◆ Your instructions: Every line of the data needs to be returned exactly.
(Beginning of Provided data)
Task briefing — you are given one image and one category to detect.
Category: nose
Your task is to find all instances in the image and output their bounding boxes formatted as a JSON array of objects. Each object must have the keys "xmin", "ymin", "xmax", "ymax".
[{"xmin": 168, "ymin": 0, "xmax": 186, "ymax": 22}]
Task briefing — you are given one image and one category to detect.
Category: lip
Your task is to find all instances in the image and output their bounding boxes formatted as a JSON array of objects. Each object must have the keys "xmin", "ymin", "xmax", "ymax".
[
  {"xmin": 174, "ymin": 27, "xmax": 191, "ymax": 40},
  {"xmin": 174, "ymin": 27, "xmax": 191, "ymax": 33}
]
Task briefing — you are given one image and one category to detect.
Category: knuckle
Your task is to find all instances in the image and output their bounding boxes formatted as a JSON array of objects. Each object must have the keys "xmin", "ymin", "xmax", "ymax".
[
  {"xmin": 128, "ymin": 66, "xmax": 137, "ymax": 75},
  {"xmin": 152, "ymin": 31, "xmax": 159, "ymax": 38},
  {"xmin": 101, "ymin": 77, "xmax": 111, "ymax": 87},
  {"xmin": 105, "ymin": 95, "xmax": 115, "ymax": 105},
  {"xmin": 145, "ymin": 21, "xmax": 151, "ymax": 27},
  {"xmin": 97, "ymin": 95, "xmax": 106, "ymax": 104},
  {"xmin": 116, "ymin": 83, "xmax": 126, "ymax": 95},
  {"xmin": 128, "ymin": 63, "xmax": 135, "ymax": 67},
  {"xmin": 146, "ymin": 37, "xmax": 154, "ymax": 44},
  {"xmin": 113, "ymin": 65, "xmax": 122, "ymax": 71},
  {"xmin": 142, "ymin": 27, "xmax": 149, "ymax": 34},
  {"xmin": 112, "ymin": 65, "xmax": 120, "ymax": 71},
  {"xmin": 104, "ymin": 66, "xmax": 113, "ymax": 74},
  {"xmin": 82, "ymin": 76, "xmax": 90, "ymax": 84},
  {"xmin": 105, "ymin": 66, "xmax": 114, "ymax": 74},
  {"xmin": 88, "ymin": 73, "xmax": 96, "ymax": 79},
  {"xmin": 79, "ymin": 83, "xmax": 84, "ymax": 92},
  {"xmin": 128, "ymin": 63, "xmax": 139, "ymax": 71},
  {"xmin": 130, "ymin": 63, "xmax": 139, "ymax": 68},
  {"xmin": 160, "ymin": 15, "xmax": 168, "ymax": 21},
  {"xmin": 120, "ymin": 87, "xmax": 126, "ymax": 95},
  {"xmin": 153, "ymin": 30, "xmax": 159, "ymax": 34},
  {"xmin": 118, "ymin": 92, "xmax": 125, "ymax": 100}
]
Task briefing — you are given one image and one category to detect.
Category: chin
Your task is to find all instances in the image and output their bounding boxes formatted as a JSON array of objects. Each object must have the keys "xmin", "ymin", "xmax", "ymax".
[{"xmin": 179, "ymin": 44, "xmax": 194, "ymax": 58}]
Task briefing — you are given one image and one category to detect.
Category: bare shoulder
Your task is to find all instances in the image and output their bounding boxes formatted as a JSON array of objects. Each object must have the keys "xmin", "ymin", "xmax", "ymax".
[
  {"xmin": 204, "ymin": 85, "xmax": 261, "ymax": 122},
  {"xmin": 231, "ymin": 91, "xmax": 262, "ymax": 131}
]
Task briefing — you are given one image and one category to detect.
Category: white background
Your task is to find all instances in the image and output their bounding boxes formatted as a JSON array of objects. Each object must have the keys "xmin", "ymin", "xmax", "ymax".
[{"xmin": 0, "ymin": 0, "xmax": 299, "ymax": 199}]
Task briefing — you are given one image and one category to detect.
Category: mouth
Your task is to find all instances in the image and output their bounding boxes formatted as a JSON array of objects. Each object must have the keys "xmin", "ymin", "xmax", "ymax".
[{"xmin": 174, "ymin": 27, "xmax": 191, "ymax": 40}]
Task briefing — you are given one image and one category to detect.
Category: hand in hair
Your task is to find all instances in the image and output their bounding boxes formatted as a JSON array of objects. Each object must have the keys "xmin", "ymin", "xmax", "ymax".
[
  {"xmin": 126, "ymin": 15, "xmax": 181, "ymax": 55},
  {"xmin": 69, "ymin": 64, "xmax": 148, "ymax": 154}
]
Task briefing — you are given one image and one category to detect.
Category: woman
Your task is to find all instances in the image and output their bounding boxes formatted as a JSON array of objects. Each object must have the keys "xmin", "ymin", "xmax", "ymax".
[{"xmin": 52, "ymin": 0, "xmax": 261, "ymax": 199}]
(End of Provided data)
◆ Response to this task:
Task briefing — you are given one image and one category to detect.
Category: nose
Your task is to find all instances in the image and output their bounding boxes formatted as a JSON array of objects. Each object must have the keys "xmin", "ymin", "xmax", "ymax".
[{"xmin": 168, "ymin": 0, "xmax": 186, "ymax": 22}]
Task briefing — you are given one image and one category to detect.
Category: lip
Your task is to find all instances in the image and output their bounding boxes formatted as a JSON array of objects. Each object must have the keys "xmin", "ymin", "xmax", "ymax".
[
  {"xmin": 174, "ymin": 27, "xmax": 191, "ymax": 40},
  {"xmin": 174, "ymin": 27, "xmax": 191, "ymax": 33}
]
Task briefing — you are given one image and one category to detect.
Category: knuckle
Your task is to find all instances in the image and output their bounding boxes formatted as a JSON array of objects. Each object must have the keys "xmin", "ymin", "xmax", "ymax".
[
  {"xmin": 128, "ymin": 66, "xmax": 137, "ymax": 75},
  {"xmin": 152, "ymin": 31, "xmax": 159, "ymax": 38},
  {"xmin": 101, "ymin": 77, "xmax": 111, "ymax": 87},
  {"xmin": 105, "ymin": 95, "xmax": 115, "ymax": 105},
  {"xmin": 145, "ymin": 21, "xmax": 151, "ymax": 27},
  {"xmin": 97, "ymin": 95, "xmax": 106, "ymax": 104},
  {"xmin": 116, "ymin": 83, "xmax": 126, "ymax": 95},
  {"xmin": 128, "ymin": 63, "xmax": 135, "ymax": 67},
  {"xmin": 146, "ymin": 37, "xmax": 154, "ymax": 44},
  {"xmin": 113, "ymin": 65, "xmax": 122, "ymax": 71},
  {"xmin": 142, "ymin": 27, "xmax": 149, "ymax": 34},
  {"xmin": 112, "ymin": 65, "xmax": 120, "ymax": 71},
  {"xmin": 104, "ymin": 66, "xmax": 113, "ymax": 74},
  {"xmin": 82, "ymin": 76, "xmax": 90, "ymax": 84},
  {"xmin": 105, "ymin": 66, "xmax": 114, "ymax": 74},
  {"xmin": 88, "ymin": 73, "xmax": 96, "ymax": 79},
  {"xmin": 79, "ymin": 83, "xmax": 84, "ymax": 92},
  {"xmin": 128, "ymin": 63, "xmax": 139, "ymax": 71},
  {"xmin": 130, "ymin": 63, "xmax": 139, "ymax": 68},
  {"xmin": 160, "ymin": 15, "xmax": 168, "ymax": 21},
  {"xmin": 120, "ymin": 87, "xmax": 126, "ymax": 95},
  {"xmin": 153, "ymin": 30, "xmax": 159, "ymax": 34},
  {"xmin": 118, "ymin": 92, "xmax": 125, "ymax": 100}
]
Task briefing — you are given one image and one category to detect.
Category: chin
Your task is to find all instances in the image and output their bounding boxes formatted as a JSON array of objects. Each object must have the keys "xmin", "ymin", "xmax", "ymax".
[{"xmin": 179, "ymin": 44, "xmax": 194, "ymax": 58}]
Task briefing — you are given one image and one category to detect.
Category: bare shoulder
Your task is to find all instances in the image and output their bounding boxes formatted as a JSON array of objects. Each object must have the keys "xmin", "ymin", "xmax", "ymax".
[
  {"xmin": 204, "ymin": 85, "xmax": 261, "ymax": 122},
  {"xmin": 231, "ymin": 91, "xmax": 262, "ymax": 131}
]
Task briefing — you are given one image and one category to detect.
Category: white background
Your task is to find all instances in the image and output their bounding boxes formatted as a JSON array of objects. Each object must have the keys "xmin", "ymin", "xmax", "ymax".
[{"xmin": 0, "ymin": 0, "xmax": 299, "ymax": 199}]
Task briefing — you are given one image and one category to detect.
Category: mouth
Your task is to find all instances in the image and output their bounding boxes formatted as a JSON array of objects. Each object must have the keys "xmin", "ymin", "xmax", "ymax".
[{"xmin": 174, "ymin": 27, "xmax": 191, "ymax": 40}]
Task briefing — you are given one image and one category to detect.
Category: hand in hair
Your task is to find all instances in the image and output their bounding boxes formatted as a JSON array of objects. Each object must have the keys "xmin", "ymin", "xmax", "ymax".
[
  {"xmin": 126, "ymin": 15, "xmax": 181, "ymax": 55},
  {"xmin": 69, "ymin": 64, "xmax": 148, "ymax": 154}
]
Task briefing — you are given one image and one category to detect.
Category: woman
Your task is to find all instances in the image and output their bounding boxes formatted as a JSON array of objects. Each object must have the keys "xmin", "ymin", "xmax", "ymax".
[{"xmin": 52, "ymin": 0, "xmax": 261, "ymax": 199}]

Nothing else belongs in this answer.